Below is some data. Retype exactly the lines starting at the one with "find reed blade" and ending at the one with "find green reed".
---------- INFORMATION GIVEN ----------
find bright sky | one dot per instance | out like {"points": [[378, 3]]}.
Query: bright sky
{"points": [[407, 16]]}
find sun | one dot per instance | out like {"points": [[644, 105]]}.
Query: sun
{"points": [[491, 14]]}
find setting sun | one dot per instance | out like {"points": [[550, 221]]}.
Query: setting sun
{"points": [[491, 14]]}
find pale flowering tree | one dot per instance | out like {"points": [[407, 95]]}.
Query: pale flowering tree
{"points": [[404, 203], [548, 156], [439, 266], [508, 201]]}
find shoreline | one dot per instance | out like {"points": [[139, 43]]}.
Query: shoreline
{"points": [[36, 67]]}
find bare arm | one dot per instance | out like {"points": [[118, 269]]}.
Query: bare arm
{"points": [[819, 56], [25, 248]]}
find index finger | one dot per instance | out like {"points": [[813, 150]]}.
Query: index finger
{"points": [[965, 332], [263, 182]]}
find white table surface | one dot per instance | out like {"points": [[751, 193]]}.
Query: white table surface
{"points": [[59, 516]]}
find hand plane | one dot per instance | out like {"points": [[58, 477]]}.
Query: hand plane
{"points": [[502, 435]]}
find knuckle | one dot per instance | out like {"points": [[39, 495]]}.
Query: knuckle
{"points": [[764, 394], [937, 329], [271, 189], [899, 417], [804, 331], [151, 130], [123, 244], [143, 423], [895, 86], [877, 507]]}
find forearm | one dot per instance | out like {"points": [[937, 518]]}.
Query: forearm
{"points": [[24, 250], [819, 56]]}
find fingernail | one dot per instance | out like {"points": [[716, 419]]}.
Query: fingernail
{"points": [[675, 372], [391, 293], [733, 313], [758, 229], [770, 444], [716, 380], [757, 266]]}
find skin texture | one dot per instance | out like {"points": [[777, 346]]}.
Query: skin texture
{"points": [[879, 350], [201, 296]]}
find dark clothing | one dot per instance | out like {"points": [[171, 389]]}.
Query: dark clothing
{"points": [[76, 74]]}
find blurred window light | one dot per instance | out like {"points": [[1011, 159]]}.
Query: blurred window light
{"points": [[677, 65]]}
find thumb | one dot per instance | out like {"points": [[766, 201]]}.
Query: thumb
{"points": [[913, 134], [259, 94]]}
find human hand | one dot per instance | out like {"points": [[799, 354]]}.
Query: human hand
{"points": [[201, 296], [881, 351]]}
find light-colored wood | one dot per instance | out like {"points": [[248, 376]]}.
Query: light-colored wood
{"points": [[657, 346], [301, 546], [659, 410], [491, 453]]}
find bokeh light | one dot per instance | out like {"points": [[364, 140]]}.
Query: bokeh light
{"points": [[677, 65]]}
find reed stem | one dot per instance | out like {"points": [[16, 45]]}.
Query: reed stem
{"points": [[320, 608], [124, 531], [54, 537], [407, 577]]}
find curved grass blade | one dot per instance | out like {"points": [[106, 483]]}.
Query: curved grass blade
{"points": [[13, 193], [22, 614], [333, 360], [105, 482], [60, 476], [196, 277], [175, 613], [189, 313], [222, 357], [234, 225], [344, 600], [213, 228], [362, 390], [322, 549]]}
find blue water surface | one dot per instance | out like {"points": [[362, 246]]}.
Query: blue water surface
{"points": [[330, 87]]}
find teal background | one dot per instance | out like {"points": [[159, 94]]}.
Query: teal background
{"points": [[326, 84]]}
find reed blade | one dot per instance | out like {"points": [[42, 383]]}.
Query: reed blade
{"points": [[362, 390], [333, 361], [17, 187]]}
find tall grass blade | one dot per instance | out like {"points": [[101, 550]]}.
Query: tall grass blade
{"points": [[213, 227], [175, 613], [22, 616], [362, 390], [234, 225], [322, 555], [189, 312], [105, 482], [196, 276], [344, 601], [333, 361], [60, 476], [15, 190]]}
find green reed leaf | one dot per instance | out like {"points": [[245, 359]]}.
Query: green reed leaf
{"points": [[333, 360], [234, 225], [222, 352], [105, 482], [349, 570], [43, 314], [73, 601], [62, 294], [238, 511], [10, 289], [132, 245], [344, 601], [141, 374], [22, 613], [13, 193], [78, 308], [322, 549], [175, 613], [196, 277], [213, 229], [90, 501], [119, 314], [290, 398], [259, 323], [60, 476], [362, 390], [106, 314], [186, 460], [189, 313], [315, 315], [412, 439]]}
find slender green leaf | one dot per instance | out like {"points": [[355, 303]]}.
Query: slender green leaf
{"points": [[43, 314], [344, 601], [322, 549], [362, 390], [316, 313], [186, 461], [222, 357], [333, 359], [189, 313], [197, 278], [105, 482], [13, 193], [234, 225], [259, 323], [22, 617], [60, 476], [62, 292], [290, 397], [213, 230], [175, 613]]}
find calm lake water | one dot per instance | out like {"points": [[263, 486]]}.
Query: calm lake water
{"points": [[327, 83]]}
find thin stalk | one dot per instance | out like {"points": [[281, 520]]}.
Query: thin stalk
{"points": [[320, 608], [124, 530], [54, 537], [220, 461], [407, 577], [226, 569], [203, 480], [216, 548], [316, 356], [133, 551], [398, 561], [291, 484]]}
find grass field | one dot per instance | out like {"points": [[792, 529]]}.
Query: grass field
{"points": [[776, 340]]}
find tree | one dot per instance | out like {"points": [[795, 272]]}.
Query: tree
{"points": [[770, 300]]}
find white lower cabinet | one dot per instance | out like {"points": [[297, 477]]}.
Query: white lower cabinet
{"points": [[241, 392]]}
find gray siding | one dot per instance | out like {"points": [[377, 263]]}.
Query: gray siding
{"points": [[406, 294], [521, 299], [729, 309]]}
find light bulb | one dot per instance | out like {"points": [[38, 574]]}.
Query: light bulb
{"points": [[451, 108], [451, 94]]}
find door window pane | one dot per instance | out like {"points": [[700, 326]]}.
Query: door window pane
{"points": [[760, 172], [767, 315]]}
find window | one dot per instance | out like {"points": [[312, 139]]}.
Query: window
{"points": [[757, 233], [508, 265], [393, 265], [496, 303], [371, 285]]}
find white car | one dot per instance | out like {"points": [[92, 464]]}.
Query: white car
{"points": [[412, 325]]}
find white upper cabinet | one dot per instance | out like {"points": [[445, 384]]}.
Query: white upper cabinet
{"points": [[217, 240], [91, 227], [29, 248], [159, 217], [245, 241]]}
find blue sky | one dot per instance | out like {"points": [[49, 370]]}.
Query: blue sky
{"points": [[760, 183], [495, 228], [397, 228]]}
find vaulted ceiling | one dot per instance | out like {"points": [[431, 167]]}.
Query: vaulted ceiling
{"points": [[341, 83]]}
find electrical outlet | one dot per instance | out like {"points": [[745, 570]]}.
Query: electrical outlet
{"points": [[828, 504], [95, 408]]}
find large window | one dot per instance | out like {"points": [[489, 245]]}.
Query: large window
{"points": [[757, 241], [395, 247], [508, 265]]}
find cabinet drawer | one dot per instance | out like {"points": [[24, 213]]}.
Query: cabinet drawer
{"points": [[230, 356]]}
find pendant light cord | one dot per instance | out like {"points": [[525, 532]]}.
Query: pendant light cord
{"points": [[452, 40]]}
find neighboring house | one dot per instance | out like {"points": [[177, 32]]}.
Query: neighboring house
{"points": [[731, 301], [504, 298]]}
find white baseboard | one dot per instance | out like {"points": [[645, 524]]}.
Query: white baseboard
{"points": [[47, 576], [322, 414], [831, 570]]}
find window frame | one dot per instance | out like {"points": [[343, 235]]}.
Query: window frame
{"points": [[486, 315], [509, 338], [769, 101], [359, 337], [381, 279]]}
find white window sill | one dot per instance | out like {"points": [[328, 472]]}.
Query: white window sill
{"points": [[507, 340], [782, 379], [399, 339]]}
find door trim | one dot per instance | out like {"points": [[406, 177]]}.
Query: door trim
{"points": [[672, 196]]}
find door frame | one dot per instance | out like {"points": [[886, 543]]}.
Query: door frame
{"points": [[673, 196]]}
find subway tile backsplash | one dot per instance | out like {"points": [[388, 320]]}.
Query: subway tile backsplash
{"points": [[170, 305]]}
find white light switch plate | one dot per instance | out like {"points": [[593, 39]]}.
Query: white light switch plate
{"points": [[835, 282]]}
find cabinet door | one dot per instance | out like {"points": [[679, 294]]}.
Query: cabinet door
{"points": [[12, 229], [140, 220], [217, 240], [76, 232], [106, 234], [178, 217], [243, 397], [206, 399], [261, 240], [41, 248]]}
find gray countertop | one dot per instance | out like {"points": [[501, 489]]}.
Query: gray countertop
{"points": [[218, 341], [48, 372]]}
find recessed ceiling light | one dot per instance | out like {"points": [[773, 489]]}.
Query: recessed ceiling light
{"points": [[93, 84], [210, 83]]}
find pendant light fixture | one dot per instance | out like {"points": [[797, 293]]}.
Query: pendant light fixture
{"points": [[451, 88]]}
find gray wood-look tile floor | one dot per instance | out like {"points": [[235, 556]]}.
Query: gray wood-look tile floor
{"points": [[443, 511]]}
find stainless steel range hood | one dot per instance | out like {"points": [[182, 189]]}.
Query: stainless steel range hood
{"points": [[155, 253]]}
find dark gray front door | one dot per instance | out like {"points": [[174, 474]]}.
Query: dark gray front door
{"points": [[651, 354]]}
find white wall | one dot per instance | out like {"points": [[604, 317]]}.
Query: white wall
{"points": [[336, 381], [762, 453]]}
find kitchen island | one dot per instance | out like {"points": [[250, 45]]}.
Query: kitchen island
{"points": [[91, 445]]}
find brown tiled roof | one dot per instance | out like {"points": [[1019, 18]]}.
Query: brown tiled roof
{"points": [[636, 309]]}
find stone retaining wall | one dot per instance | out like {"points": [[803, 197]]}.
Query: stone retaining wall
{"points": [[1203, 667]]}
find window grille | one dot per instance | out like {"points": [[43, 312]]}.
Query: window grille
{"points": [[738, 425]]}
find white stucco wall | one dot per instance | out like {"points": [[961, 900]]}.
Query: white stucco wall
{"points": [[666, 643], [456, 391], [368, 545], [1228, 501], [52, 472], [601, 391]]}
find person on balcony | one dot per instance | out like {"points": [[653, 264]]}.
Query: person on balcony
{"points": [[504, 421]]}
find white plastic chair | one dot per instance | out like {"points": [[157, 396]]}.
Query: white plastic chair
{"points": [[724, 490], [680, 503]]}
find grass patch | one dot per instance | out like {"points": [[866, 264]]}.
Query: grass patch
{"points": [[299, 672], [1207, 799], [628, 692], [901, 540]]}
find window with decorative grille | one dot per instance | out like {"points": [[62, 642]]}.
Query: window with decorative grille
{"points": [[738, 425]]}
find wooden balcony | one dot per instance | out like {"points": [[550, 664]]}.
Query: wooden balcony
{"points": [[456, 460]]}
----------
ANSWER FOR THE TASK
find reed blade | one dot per instance | out like {"points": [[42, 383]]}.
Query: reed blade
{"points": [[362, 390], [333, 361], [17, 187]]}
find tall grass blade | one dot per instance | out like {"points": [[101, 550]]}.
Query: tall grass blade
{"points": [[213, 227], [175, 613], [22, 616], [362, 390], [234, 225], [322, 555], [189, 312], [105, 482], [196, 276], [344, 601], [333, 361], [60, 476], [15, 190]]}
find green reed leaf | one dot per instance | out like {"points": [[245, 359]]}.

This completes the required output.